----- Dataset records
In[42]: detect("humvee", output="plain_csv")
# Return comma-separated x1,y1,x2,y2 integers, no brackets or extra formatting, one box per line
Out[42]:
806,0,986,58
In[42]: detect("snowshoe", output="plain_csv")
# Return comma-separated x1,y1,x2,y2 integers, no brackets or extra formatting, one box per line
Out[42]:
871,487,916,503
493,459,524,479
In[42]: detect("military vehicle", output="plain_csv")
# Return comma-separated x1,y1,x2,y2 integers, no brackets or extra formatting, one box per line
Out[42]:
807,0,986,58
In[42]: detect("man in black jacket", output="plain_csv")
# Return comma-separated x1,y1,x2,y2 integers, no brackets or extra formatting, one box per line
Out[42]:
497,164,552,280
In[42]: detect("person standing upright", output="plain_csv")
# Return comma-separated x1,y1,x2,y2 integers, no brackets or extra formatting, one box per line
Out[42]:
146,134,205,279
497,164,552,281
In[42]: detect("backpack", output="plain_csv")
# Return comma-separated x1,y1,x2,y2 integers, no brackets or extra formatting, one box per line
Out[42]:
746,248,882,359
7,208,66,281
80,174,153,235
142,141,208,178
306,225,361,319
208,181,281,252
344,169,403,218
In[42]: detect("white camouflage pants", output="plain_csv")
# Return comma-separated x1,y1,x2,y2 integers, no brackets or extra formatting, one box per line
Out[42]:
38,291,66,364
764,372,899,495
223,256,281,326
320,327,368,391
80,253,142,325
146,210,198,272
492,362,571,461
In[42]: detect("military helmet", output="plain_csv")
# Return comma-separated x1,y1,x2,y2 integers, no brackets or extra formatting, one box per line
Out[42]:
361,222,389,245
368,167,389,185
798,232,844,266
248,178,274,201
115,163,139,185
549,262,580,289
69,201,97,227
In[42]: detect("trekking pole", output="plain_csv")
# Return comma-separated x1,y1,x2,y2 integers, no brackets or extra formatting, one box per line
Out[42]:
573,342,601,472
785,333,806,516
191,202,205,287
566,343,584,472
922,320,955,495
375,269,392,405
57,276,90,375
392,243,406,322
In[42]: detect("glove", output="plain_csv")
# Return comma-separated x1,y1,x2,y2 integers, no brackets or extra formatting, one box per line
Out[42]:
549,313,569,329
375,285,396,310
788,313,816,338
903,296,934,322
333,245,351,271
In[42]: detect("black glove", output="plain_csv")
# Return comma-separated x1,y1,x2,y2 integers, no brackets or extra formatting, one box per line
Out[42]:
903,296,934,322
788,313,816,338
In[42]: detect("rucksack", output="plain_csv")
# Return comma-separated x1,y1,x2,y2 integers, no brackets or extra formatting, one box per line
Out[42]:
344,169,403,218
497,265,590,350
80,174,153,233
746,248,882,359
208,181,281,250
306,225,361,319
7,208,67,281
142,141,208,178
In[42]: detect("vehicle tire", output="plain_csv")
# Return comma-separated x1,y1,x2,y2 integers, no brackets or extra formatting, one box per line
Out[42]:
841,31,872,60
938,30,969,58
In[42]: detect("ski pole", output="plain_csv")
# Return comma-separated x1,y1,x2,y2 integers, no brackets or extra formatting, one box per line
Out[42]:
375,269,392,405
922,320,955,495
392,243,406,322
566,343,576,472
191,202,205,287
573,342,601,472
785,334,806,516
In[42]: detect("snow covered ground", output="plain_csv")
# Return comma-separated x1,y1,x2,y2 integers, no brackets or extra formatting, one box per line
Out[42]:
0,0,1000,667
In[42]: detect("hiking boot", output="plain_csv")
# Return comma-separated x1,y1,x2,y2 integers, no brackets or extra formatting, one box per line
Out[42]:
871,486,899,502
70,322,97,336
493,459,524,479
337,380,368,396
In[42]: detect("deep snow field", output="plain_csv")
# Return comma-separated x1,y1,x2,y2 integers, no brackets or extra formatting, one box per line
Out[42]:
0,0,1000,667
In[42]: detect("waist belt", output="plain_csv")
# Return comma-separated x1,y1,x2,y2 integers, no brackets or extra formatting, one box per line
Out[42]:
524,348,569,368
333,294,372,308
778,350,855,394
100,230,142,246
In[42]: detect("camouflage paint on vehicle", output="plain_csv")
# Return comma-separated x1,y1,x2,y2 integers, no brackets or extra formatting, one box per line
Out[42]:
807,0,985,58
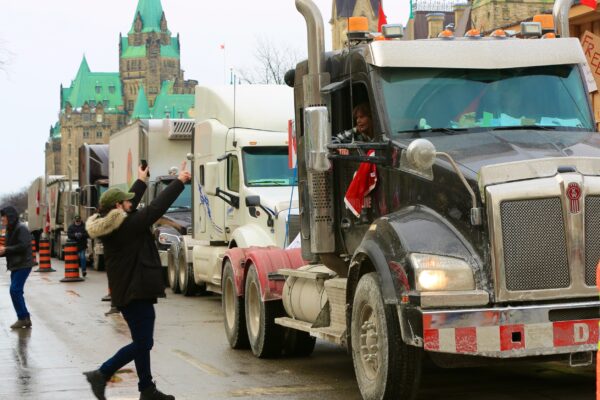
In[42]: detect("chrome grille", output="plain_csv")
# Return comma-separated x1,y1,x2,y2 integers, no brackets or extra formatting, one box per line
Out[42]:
585,196,600,286
500,197,571,291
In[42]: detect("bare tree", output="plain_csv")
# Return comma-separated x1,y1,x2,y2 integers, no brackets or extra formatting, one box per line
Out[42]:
239,37,303,85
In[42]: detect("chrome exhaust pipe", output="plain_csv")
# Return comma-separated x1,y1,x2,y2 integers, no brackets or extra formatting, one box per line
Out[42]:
552,0,575,37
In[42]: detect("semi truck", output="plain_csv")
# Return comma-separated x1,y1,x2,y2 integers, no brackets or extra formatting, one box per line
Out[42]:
109,119,194,277
79,143,109,270
169,85,299,295
221,0,600,400
46,175,79,260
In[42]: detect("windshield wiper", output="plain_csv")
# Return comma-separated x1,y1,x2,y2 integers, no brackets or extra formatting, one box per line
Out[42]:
397,128,469,135
491,125,561,131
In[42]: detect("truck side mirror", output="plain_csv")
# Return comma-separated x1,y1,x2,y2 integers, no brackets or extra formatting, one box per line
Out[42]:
304,106,331,172
204,161,219,196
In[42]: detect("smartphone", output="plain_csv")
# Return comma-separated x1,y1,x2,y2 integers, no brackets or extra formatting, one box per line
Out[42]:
140,160,150,177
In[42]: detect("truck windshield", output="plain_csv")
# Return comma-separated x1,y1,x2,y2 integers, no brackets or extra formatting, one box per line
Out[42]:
243,146,296,186
381,65,594,139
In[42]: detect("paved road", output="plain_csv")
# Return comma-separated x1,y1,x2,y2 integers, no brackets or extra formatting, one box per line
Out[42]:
0,260,595,400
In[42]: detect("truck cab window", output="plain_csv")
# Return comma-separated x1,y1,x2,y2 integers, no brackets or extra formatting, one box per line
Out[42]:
227,156,240,193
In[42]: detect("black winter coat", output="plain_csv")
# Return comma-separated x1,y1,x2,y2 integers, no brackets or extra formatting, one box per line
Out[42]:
86,179,184,307
67,223,88,251
2,206,35,271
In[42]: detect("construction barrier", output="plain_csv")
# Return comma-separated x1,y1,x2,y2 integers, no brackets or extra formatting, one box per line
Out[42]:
35,239,56,272
60,242,84,282
31,238,38,265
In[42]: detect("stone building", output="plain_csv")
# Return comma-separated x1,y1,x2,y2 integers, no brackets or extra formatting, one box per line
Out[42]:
45,0,198,179
471,0,554,32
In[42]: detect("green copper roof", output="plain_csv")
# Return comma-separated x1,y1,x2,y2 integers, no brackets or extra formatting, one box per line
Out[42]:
129,0,169,33
121,37,179,58
152,81,195,119
131,85,151,119
61,57,123,114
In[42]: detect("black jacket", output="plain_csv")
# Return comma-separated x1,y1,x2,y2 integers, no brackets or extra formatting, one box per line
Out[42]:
67,222,88,251
86,179,183,307
0,206,34,271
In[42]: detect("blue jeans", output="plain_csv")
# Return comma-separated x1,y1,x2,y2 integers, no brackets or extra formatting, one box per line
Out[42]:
100,300,156,392
10,268,31,319
77,249,86,272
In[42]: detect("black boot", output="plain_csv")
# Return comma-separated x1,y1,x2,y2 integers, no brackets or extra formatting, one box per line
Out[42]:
140,385,175,400
83,369,106,400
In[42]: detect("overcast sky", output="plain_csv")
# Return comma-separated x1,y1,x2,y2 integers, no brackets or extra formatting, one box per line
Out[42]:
0,0,408,195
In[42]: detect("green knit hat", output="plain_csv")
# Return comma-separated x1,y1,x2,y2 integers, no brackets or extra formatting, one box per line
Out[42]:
100,188,135,209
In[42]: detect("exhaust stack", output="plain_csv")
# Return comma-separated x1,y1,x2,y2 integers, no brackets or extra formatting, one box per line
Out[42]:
552,0,575,37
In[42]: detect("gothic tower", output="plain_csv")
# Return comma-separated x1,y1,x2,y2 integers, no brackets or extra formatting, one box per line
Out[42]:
119,0,198,115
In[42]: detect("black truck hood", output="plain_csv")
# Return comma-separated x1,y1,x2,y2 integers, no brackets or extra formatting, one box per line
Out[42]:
427,130,600,177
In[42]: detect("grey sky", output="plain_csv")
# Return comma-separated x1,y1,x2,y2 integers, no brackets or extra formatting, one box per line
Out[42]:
0,0,408,195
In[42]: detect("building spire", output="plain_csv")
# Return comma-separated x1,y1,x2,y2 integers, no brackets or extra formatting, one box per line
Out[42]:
129,0,166,33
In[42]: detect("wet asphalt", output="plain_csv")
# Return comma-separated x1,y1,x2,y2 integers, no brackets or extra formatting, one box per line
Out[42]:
0,259,595,400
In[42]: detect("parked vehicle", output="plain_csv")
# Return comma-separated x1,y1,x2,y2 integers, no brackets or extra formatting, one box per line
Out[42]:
221,0,600,399
169,85,299,295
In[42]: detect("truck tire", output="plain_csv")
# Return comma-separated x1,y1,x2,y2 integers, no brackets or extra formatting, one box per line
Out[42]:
167,246,180,293
245,265,285,358
221,260,249,349
177,249,200,297
350,272,422,400
283,328,317,357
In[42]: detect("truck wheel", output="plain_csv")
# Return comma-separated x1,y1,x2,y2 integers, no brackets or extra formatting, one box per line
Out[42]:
350,272,422,400
283,328,317,357
245,265,284,358
221,260,248,349
177,249,200,296
167,246,180,293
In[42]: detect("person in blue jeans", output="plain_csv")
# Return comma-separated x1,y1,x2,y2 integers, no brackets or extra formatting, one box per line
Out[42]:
84,163,191,400
0,206,34,329
67,215,89,277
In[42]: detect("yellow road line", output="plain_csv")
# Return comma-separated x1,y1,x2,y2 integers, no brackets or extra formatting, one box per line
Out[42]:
171,349,228,377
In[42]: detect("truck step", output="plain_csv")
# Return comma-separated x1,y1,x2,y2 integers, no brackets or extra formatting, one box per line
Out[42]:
277,269,336,280
275,317,346,346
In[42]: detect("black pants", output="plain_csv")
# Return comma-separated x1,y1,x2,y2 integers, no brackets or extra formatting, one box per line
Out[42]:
100,301,156,392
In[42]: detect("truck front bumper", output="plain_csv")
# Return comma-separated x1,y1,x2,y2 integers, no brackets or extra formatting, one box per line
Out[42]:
398,301,600,358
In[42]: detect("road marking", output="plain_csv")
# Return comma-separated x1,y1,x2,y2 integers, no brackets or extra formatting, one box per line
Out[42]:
228,385,339,397
171,349,229,377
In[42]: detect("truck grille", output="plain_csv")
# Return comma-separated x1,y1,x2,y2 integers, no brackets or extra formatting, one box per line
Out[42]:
287,214,300,244
585,196,600,286
500,197,568,291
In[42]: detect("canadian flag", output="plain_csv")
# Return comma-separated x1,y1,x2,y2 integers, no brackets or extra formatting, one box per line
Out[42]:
580,0,597,10
344,150,377,218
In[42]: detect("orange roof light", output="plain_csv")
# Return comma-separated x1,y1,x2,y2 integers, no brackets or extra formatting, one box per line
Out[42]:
465,29,481,38
348,17,369,32
533,14,554,31
438,29,454,39
490,29,508,39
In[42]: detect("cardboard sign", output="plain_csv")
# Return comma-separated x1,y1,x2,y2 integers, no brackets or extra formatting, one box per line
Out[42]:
581,31,600,93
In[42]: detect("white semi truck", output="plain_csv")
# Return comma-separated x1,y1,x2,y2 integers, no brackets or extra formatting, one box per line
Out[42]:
108,119,194,274
169,85,299,295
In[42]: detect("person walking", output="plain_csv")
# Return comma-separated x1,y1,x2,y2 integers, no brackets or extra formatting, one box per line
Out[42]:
84,162,191,400
67,215,89,278
0,206,34,329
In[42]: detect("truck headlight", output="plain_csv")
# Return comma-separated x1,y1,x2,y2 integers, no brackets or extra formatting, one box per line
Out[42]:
410,253,475,291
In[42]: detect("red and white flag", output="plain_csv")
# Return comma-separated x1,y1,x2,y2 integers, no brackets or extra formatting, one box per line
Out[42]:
344,150,377,217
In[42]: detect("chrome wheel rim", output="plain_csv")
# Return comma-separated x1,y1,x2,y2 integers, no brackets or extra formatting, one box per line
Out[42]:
358,304,380,380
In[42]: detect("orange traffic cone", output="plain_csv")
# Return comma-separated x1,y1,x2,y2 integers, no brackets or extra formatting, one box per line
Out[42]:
60,242,84,282
35,239,56,272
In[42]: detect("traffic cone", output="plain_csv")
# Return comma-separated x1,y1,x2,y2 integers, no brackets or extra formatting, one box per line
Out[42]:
60,242,84,282
35,239,56,272
31,239,38,265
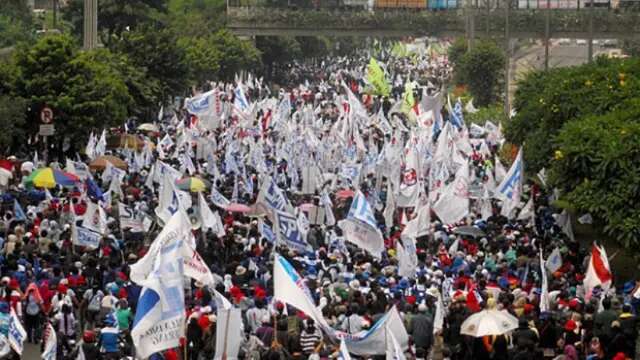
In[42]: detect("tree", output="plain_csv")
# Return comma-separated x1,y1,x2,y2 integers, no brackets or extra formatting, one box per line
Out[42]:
456,41,506,106
62,0,167,45
505,57,640,172
15,35,132,139
82,48,161,119
0,95,27,151
211,30,261,81
0,0,33,48
167,0,226,38
110,26,189,101
551,98,640,250
448,37,468,85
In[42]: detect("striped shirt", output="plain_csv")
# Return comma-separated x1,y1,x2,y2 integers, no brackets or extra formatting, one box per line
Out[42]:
300,329,322,354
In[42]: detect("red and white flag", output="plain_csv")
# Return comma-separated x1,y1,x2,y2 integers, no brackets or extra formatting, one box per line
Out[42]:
583,243,613,300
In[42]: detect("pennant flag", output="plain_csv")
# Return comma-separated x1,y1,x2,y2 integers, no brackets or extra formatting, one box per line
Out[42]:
345,306,409,356
583,243,613,301
397,146,421,207
256,178,293,213
274,210,311,252
213,308,244,360
13,199,27,221
71,222,102,250
494,148,524,217
184,89,216,115
546,248,562,273
7,307,27,355
273,254,330,330
338,191,384,257
386,329,407,360
336,338,351,360
155,176,191,227
433,162,469,224
540,250,549,313
233,84,249,111
516,196,536,224
118,202,144,232
41,322,58,360
82,201,107,234
198,192,225,238
258,219,276,244
211,187,231,209
130,211,191,358
367,58,391,96
396,238,418,278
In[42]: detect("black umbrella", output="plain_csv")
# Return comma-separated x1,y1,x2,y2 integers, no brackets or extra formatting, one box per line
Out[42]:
453,226,486,237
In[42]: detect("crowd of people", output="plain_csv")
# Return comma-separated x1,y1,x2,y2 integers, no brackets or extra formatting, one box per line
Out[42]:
0,43,640,360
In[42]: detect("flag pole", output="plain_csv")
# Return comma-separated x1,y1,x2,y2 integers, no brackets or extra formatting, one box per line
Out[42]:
222,309,231,360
----------
What you need to do:
Rename "snowshoe" to "ski" in the records from the first line up to and including the line with "807,0,986,58", and reproduce only those lines with everything else unchanged.

Reply:
In[42]: detect("humvee", output="plain_csv")
# Return comma-separated x1,y1,x2,y2 integers, no brackets or extra formatting, one box per line
Out[42]:
806,0,986,58
In[42]: detect("ski", output="plain_csv")
# Return comma-separated x1,y1,x2,y2 integers, no brackets or extra formatting, one box per line
Out[42]:
871,487,916,503
493,459,524,479
In[42]: detect("military vehicle", output="plain_csv")
# Return comma-separated x1,y1,x2,y2 integers, no brackets or extra formatting, one box per line
Out[42]:
807,0,986,58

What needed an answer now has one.